▶

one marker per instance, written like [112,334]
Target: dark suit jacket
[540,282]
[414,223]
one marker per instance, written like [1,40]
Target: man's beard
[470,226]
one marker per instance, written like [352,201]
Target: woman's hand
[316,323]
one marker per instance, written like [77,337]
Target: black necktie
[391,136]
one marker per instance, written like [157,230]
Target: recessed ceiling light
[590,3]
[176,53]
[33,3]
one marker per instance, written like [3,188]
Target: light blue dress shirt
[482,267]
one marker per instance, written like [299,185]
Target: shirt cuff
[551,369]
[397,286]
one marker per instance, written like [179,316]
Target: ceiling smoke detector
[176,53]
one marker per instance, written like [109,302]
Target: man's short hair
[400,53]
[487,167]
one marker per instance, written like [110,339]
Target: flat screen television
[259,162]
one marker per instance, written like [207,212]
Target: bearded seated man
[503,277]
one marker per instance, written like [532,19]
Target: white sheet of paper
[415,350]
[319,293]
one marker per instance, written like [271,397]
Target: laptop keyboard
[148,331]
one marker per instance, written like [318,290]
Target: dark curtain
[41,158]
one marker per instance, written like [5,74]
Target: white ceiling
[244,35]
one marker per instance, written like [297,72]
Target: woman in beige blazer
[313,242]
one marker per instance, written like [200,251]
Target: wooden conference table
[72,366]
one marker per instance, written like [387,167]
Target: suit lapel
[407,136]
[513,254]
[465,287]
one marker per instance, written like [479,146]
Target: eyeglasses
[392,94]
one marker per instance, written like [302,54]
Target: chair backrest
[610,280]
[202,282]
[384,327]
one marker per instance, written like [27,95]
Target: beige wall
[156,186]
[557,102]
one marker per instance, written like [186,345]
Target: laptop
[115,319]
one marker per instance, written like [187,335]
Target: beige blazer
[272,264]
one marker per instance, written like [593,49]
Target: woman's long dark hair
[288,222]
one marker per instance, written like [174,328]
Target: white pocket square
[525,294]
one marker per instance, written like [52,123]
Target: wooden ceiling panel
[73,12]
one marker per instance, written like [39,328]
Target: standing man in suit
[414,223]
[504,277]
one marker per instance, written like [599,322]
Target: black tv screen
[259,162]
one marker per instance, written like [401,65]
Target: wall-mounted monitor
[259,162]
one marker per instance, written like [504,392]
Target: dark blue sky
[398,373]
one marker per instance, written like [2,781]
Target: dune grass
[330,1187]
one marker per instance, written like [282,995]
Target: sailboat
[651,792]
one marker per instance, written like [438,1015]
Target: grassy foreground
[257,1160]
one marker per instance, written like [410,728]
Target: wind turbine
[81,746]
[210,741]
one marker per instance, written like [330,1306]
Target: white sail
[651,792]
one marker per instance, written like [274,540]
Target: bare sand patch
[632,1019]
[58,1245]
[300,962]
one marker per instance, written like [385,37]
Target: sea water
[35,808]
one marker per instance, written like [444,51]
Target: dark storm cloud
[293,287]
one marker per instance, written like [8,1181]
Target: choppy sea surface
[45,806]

◀

• **AUFGABENDETAILS**
Überarbeite die Einträge oben, indem du jedes „Target“ durch „Object“ ersetzt. Gib alle Zeilen ansonsten unverändert wieder.

• **ANTWORT ZUR AUFGABE**
one marker per instance, written like [112,334]
Object: dark suit jacket
[540,282]
[414,223]
one marker per instance, written like [1,40]
Object: man's beard
[470,226]
one marker per instance, written like [352,201]
Object: woman's hand
[316,323]
one marker per instance, written like [77,337]
Object: black necktie
[391,136]
one marker per instance, written like [157,230]
Object: recessed ceiling light
[590,3]
[176,53]
[33,3]
one marker per instance, written like [3,188]
Object: light blue dress shirt
[482,267]
one marker per instance, written like [299,185]
Object: shirt cuff
[551,369]
[397,286]
one marker per instance, written like [179,316]
Object: ceiling smoke detector
[176,53]
one marker per instance, written like [109,302]
Object: man's short hair
[400,53]
[487,167]
one marker per instance, written like [110,339]
Object: flat screen television
[259,162]
one marker per instance, written like [207,212]
Object: bearded seated man
[503,277]
one marker per instance, written like [532,19]
Object: white sheet of paper
[415,350]
[319,293]
one marker per instance, written like [271,397]
Object: laptop keyboard
[148,331]
one marker per instance, written like [318,290]
Object: dark curtain
[41,158]
one marker per instance, written like [5,74]
Object: white ceiling
[244,35]
one marker per instance, written like [297,72]
Object: woman in beige blazer
[313,242]
one marker per instance, written like [200,251]
Object: wooden conference table
[72,366]
one marker per instance, written like [387,167]
Object: suit lapel
[407,136]
[513,254]
[465,287]
one marker per instance, written like [479,146]
Object: eyeglasses
[392,94]
one marker per instance, written like [302,54]
Object: chair backrest
[610,280]
[202,282]
[384,327]
one marker per instance, written like [27,95]
Object: beige wall
[156,186]
[557,102]
one marker per instance, written like [186,345]
Object: laptop
[115,319]
one marker per instance, written like [187,335]
Object: beige blazer
[272,264]
one marker per instance, written like [593,49]
Object: woman's long dark hair
[288,222]
one marker per instance, written like [174,328]
Object: white pocket square
[525,294]
one marker per instance, written like [52,123]
Object: wooden ceiling panel
[73,12]
one marker per instance, written like [39,328]
Object: standing man in suit
[414,223]
[504,277]
one marker per instance, written like [599,322]
Object: black tv screen
[259,162]
one marker per instance, written like [401,65]
Object: wall-mounted monitor
[259,162]
one marker per instance, written like [504,392]
Object: dark blue sky
[398,373]
one marker per instance, written like [2,781]
Object: dune grass
[330,1187]
one marker per instance, written like [282,995]
Object: sailboat
[651,792]
one marker per instance, written like [438,1015]
Object: grassy foreground
[257,1160]
one marker per instance, written like [410,728]
Object: wind turbine
[81,746]
[210,741]
one marker per instance, written like [330,1306]
Object: white sail
[651,792]
one marker per instance, written like [274,540]
Object: bare sand patch
[632,1019]
[58,1245]
[300,962]
one marker per instance, written like [385,37]
Object: sea water
[35,808]
one marker per instance, written like [444,51]
Object: dark storm cloud
[293,287]
one marker per instance, written like [8,1181]
Object: choppy sea surface
[45,806]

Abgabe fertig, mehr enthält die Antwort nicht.